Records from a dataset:
..........

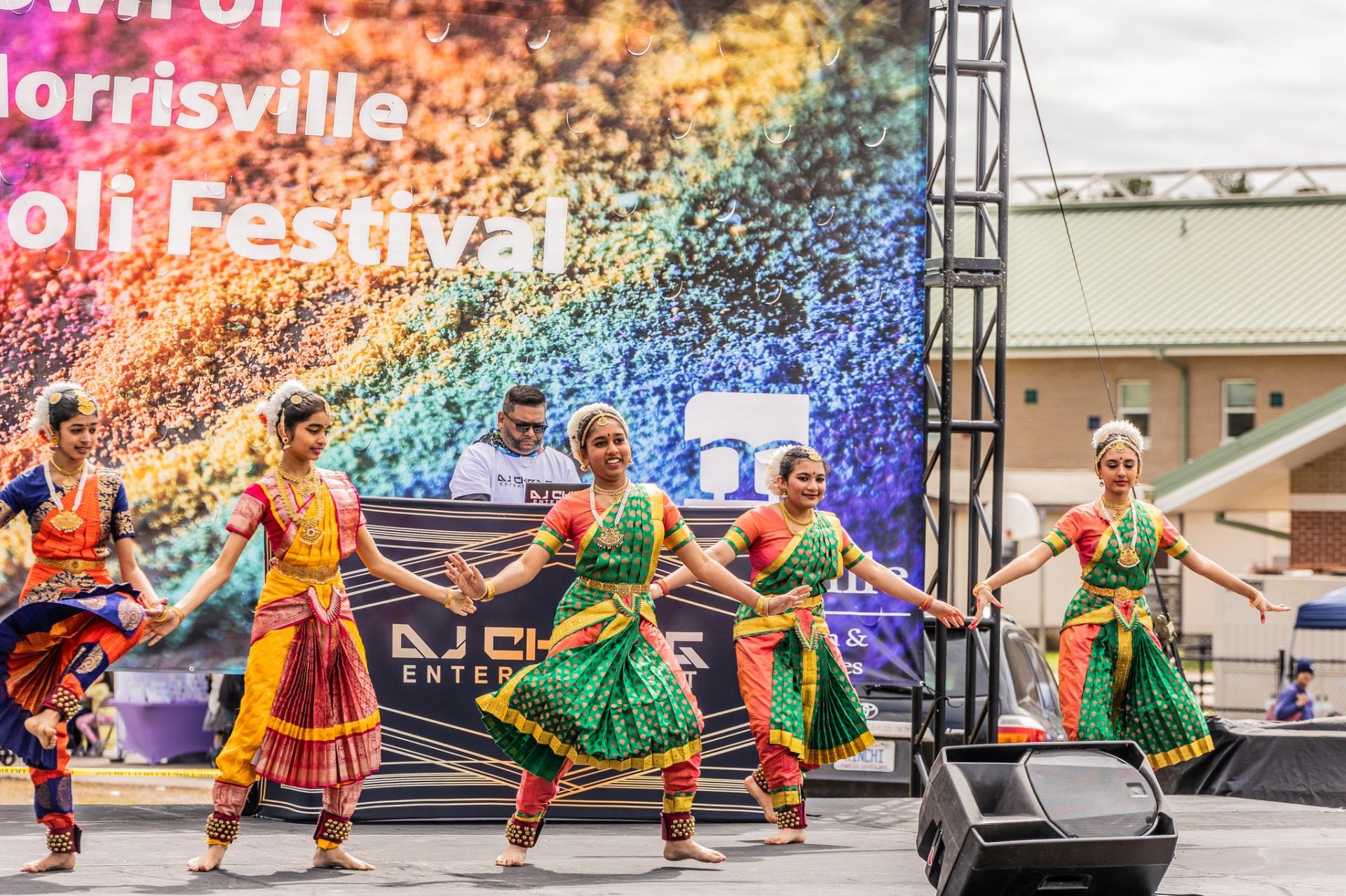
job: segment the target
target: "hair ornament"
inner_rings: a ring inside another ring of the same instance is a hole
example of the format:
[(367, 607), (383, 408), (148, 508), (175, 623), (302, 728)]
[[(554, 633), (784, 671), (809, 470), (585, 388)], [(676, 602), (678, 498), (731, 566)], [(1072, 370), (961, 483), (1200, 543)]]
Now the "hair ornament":
[(594, 426), (604, 426), (612, 422), (612, 420), (616, 420), (625, 432), (631, 431), (630, 426), (626, 425), (626, 418), (618, 413), (616, 408), (603, 402), (584, 405), (571, 414), (569, 422), (565, 424), (565, 435), (571, 441), (571, 453), (576, 460), (579, 460), (584, 453), (584, 439), (588, 437), (590, 429)]
[(289, 379), (281, 383), (280, 389), (271, 393), (271, 398), (257, 405), (257, 414), (261, 417), (262, 425), (267, 426), (267, 435), (276, 435), (276, 426), (280, 425), (280, 410), (287, 401), (293, 401), (299, 404), (303, 401), (299, 393), (308, 391), (308, 386), (299, 382), (297, 379)]
[(35, 436), (47, 436), (51, 433), (51, 408), (59, 405), (67, 391), (75, 393), (79, 413), (98, 413), (98, 405), (94, 404), (93, 398), (89, 397), (89, 393), (79, 383), (66, 381), (54, 382), (42, 389), (38, 393), (38, 400), (32, 402), (32, 420), (28, 421), (28, 432)]
[(1136, 424), (1129, 420), (1109, 420), (1104, 425), (1094, 431), (1090, 445), (1093, 447), (1094, 457), (1098, 457), (1105, 451), (1125, 451), (1131, 448), (1140, 456), (1141, 444), (1144, 443), (1144, 436), (1140, 435), (1140, 429)]

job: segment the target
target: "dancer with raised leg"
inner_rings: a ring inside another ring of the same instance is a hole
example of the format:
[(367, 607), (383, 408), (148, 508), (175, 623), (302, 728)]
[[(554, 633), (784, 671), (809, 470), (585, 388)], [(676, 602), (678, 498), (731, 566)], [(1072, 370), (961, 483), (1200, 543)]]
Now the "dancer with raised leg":
[(546, 659), (479, 697), (486, 731), (524, 767), (509, 848), (497, 865), (522, 865), (537, 844), (557, 784), (573, 764), (660, 768), (664, 776), (664, 857), (721, 862), (724, 854), (692, 839), (692, 800), (701, 767), (701, 716), (686, 675), (654, 620), (650, 580), (660, 550), (719, 591), (770, 612), (808, 596), (800, 588), (763, 596), (705, 556), (666, 494), (626, 476), (627, 425), (610, 405), (571, 417), (571, 448), (594, 470), (594, 484), (571, 492), (546, 515), (533, 544), (498, 576), (482, 577), (462, 556), (446, 564), (472, 600), (520, 588), (565, 542), (575, 545), (575, 583), (556, 608)]
[[(855, 756), (874, 743), (829, 636), (822, 607), (828, 583), (849, 569), (950, 628), (964, 623), (962, 611), (867, 557), (836, 514), (818, 510), (829, 472), (813, 448), (777, 449), (767, 461), (766, 483), (781, 500), (744, 513), (708, 552), (720, 564), (748, 552), (751, 584), (760, 595), (809, 589), (808, 600), (783, 612), (743, 604), (734, 624), (739, 692), (760, 760), (743, 787), (779, 829), (766, 838), (770, 845), (805, 841), (805, 771)], [(651, 593), (662, 596), (692, 580), (689, 569), (678, 569), (666, 581), (656, 580)]]
[(166, 622), (151, 626), (149, 643), (156, 643), (229, 581), (257, 526), (267, 531), (273, 558), (253, 619), (244, 701), (215, 760), (206, 850), (187, 868), (219, 865), (238, 835), (248, 788), (262, 776), (323, 791), (314, 866), (370, 870), (342, 848), (362, 782), (378, 771), (381, 741), (378, 702), (338, 564), (358, 553), (378, 578), (459, 615), (475, 608), (384, 557), (365, 527), (354, 486), (345, 474), (315, 465), (332, 426), (322, 396), (291, 381), (260, 413), (268, 439), (280, 441), (280, 464), (244, 490), (219, 557)]
[[(121, 476), (93, 464), (98, 424), (98, 405), (78, 385), (43, 389), (30, 429), (50, 440), (51, 457), (0, 491), (0, 526), (24, 514), (36, 557), (19, 608), (0, 620), (0, 747), (28, 764), (47, 829), (47, 856), (26, 872), (75, 866), (66, 725), (85, 687), (140, 639), (145, 611), (163, 609), (136, 564)], [(108, 573), (113, 553), (127, 584)]]
[(1210, 752), (1214, 745), (1201, 706), (1154, 632), (1145, 585), (1155, 553), (1163, 550), (1198, 576), (1248, 600), (1261, 613), (1289, 607), (1202, 557), (1154, 505), (1132, 496), (1140, 480), (1143, 439), (1125, 420), (1093, 435), (1094, 472), (1102, 494), (1071, 507), (1042, 542), (972, 588), (981, 620), (995, 592), (1036, 572), (1074, 546), (1079, 588), (1061, 627), (1061, 713), (1070, 740), (1133, 740), (1154, 768)]

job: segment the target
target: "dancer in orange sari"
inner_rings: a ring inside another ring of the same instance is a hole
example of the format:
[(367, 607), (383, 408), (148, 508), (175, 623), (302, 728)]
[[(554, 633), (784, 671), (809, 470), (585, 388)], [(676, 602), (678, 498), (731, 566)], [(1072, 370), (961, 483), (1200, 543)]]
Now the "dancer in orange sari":
[(1061, 627), (1061, 714), (1070, 740), (1133, 740), (1154, 768), (1195, 759), (1214, 749), (1191, 689), (1152, 631), (1145, 585), (1160, 550), (1198, 576), (1248, 600), (1261, 613), (1289, 607), (1193, 550), (1154, 505), (1132, 496), (1140, 480), (1140, 431), (1113, 420), (1094, 432), (1094, 472), (1102, 494), (1073, 507), (1032, 550), (972, 587), (976, 627), (995, 591), (1036, 572), (1074, 546), (1079, 588)]
[[(0, 526), (23, 513), (36, 556), (19, 608), (0, 620), (0, 747), (28, 763), (48, 854), (26, 872), (75, 866), (75, 825), (66, 724), (83, 689), (125, 654), (160, 612), (136, 564), (136, 534), (121, 476), (94, 467), (98, 406), (73, 382), (47, 386), (30, 428), (51, 441), (51, 459), (0, 491)], [(114, 584), (108, 557), (116, 552)]]
[[(744, 513), (707, 553), (728, 564), (739, 553), (752, 560), (752, 588), (771, 595), (805, 587), (809, 599), (783, 612), (742, 605), (734, 624), (739, 692), (760, 764), (743, 787), (779, 830), (770, 845), (802, 844), (804, 772), (855, 756), (874, 743), (864, 710), (832, 643), (822, 599), (828, 583), (847, 569), (879, 591), (929, 612), (948, 627), (962, 611), (935, 600), (867, 557), (836, 514), (818, 510), (826, 495), (828, 464), (813, 448), (787, 445), (767, 461), (766, 483), (781, 500)], [(651, 593), (689, 584), (678, 569), (656, 580)]]
[(253, 619), (244, 702), (233, 735), (215, 759), (215, 810), (206, 819), (206, 850), (187, 868), (219, 866), (238, 835), (248, 788), (257, 776), (289, 787), (320, 788), (323, 811), (314, 841), (316, 868), (371, 870), (342, 849), (365, 778), (378, 771), (380, 718), (365, 646), (351, 616), (338, 564), (358, 553), (369, 572), (429, 597), (459, 615), (471, 601), (384, 557), (345, 474), (314, 464), (327, 448), (327, 402), (291, 381), (264, 405), (262, 422), (280, 440), (275, 472), (249, 486), (229, 523), (219, 557), (155, 623), (156, 643), (229, 581), (248, 539), (261, 526), (272, 557)]

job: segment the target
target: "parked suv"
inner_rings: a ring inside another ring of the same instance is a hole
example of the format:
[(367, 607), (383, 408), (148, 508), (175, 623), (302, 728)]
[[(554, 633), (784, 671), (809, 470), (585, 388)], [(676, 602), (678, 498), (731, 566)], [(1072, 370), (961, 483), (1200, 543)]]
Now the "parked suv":
[[(934, 689), (934, 619), (926, 619), (925, 626), (925, 675), (927, 694)], [(945, 743), (962, 740), (964, 702), (966, 679), (968, 632), (950, 628), (948, 635), (946, 693), (949, 696), (945, 713), (948, 736)], [(976, 636), (985, 650), (977, 650), (977, 706), (975, 718), (980, 717), (987, 698), (987, 658), (989, 657), (991, 630), (987, 622), (976, 630)], [(814, 792), (853, 792), (856, 787), (833, 786), (843, 782), (859, 786), (859, 790), (887, 791), (907, 788), (911, 764), (911, 693), (902, 687), (886, 685), (857, 685), (860, 705), (875, 743), (859, 756), (844, 759), (832, 766), (824, 766), (809, 772), (809, 780), (817, 782)], [(929, 712), (929, 698), (923, 710)], [(999, 701), (1000, 743), (1023, 743), (1044, 740), (1066, 740), (1066, 729), (1061, 722), (1061, 701), (1057, 696), (1057, 677), (1047, 666), (1046, 658), (1036, 642), (1019, 627), (1012, 616), (1000, 616), (1000, 701)], [(984, 735), (983, 735), (984, 736)], [(930, 732), (925, 743), (933, 744)], [(929, 761), (927, 761), (929, 764)], [(824, 784), (828, 782), (828, 784)]]

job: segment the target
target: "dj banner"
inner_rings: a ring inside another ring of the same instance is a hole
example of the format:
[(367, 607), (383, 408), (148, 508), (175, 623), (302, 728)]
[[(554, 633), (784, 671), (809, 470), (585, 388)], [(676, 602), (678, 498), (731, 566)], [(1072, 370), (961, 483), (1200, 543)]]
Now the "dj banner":
[[(546, 507), (446, 500), (365, 503), (380, 549), (423, 576), (439, 574), (447, 550), (462, 552), (486, 574), (498, 573), (532, 544), (545, 513)], [(699, 541), (709, 546), (739, 513), (690, 507), (685, 517)], [(661, 574), (677, 566), (672, 556), (660, 560)], [(748, 574), (743, 560), (732, 569)], [(384, 722), (384, 766), (365, 782), (357, 819), (503, 818), (514, 805), (520, 770), (486, 736), (475, 700), (546, 655), (556, 604), (575, 578), (573, 549), (567, 545), (526, 588), (481, 604), (467, 618), (373, 578), (359, 562), (345, 564), (342, 576)], [(856, 583), (844, 578), (835, 585), (845, 591)], [(828, 604), (835, 605), (839, 597), (844, 595), (830, 595)], [(696, 796), (697, 818), (705, 821), (760, 817), (743, 791), (743, 776), (758, 760), (734, 661), (736, 608), (736, 601), (703, 585), (656, 601), (660, 628), (705, 714)], [(888, 608), (907, 611), (896, 601)], [(847, 666), (860, 671), (870, 657), (865, 646), (874, 635), (872, 620), (840, 611), (829, 612), (828, 623)], [(661, 792), (657, 768), (576, 767), (563, 779), (548, 819), (651, 818)], [(293, 821), (320, 809), (320, 791), (262, 786), (264, 815)]]
[[(765, 500), (806, 441), (826, 507), (921, 578), (923, 0), (0, 0), (0, 479), (34, 390), (101, 404), (162, 595), (276, 463), (291, 377), (322, 465), (444, 498), (506, 389), (548, 441), (591, 401), (680, 505)], [(238, 669), (262, 573), (122, 665)], [(0, 530), (0, 612), (31, 562)], [(865, 681), (917, 627), (868, 612)]]

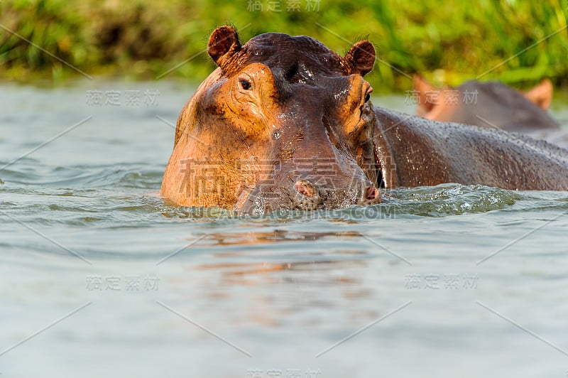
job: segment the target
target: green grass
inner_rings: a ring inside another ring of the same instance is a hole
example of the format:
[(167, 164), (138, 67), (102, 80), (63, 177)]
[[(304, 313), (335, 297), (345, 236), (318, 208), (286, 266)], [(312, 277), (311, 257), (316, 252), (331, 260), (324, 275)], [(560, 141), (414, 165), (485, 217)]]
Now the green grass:
[[(291, 1), (266, 11), (261, 0), (264, 11), (249, 11), (248, 0), (4, 0), (0, 25), (89, 75), (152, 80), (195, 56), (163, 77), (201, 80), (214, 68), (203, 53), (209, 33), (231, 23), (243, 42), (305, 34), (339, 53), (368, 38), (380, 54), (369, 77), (378, 91), (408, 89), (414, 72), (457, 85), (489, 70), (481, 80), (568, 86), (568, 0), (320, 0), (319, 11), (300, 0), (300, 11), (287, 11)], [(36, 46), (0, 29), (0, 77), (80, 75)]]

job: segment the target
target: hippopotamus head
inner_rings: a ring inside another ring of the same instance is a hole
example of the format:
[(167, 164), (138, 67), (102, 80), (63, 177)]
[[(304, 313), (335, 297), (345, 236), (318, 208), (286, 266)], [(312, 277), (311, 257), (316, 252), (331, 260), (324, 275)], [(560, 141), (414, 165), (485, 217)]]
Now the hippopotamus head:
[(547, 79), (527, 92), (498, 82), (477, 80), (457, 88), (437, 89), (418, 75), (413, 87), (420, 99), (417, 114), (429, 119), (508, 131), (559, 127), (546, 112), (552, 99), (552, 84)]
[(277, 33), (241, 45), (222, 26), (208, 52), (218, 68), (180, 115), (164, 197), (248, 213), (380, 202), (363, 78), (375, 62), (370, 42), (340, 56)]

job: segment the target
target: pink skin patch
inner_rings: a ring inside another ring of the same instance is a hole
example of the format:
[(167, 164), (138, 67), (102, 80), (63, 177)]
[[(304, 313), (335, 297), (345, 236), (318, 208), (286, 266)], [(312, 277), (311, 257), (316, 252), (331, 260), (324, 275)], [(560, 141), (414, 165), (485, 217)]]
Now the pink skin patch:
[(365, 198), (367, 200), (374, 200), (378, 197), (378, 190), (374, 186), (367, 189), (367, 193), (365, 194)]
[(299, 193), (303, 194), (306, 197), (313, 197), (314, 195), (314, 188), (307, 181), (298, 180), (294, 187)]

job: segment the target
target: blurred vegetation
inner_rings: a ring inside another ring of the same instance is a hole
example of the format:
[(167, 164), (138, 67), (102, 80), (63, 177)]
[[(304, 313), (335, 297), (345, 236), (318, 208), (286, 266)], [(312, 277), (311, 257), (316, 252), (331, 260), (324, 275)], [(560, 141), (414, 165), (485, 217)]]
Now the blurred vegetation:
[(496, 66), (481, 80), (566, 87), (567, 23), (568, 0), (0, 0), (0, 77), (81, 75), (65, 62), (89, 75), (200, 81), (214, 68), (209, 33), (230, 23), (243, 43), (305, 34), (340, 53), (368, 38), (380, 54), (368, 79), (378, 91), (409, 89), (414, 72), (457, 85)]

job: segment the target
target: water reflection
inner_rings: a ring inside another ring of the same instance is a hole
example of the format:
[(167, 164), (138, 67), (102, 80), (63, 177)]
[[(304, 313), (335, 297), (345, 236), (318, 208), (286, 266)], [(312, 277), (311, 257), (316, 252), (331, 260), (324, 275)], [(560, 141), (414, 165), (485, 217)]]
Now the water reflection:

..........

Directions for this task: Pull out every line from the start of the records down to and including the line that contains "435), (1140, 429)]", and reproduce those lines without any changes. Leave the pictures out of your answer.

Correct result:
job: segment the target
target: "hair ornament"
inner_rings: a ring inside another ring of the same instance is a hole
example of the format:
[(367, 607), (383, 408), (148, 508), (175, 623), (302, 728)]
[[(554, 633), (784, 671), (809, 470), (585, 388)], [(676, 602), (678, 498), (731, 566)], [(1072, 370), (961, 483), (1200, 543)]]
Now the "hair ornament":
[(594, 426), (604, 426), (612, 422), (612, 420), (616, 420), (625, 432), (631, 431), (630, 426), (626, 425), (626, 418), (618, 413), (616, 408), (603, 402), (584, 405), (571, 414), (569, 422), (565, 424), (565, 435), (571, 441), (571, 453), (576, 460), (579, 460), (584, 453), (584, 439), (588, 437), (590, 429)]
[(289, 379), (281, 383), (280, 389), (271, 393), (271, 398), (257, 405), (257, 414), (261, 417), (262, 425), (267, 426), (267, 435), (276, 435), (276, 426), (280, 425), (280, 410), (287, 401), (293, 401), (299, 404), (303, 401), (299, 393), (308, 391), (308, 386), (299, 382), (297, 379)]
[(35, 436), (47, 436), (51, 433), (51, 408), (59, 405), (67, 391), (75, 393), (79, 413), (98, 413), (98, 405), (94, 404), (93, 398), (89, 397), (89, 393), (79, 383), (66, 381), (54, 382), (42, 389), (38, 393), (38, 400), (32, 402), (32, 420), (28, 421), (28, 432)]
[(1136, 424), (1129, 420), (1109, 420), (1104, 425), (1094, 431), (1090, 445), (1093, 447), (1094, 457), (1098, 457), (1105, 451), (1125, 451), (1131, 448), (1140, 456), (1141, 444), (1144, 443), (1144, 436), (1140, 435), (1140, 429)]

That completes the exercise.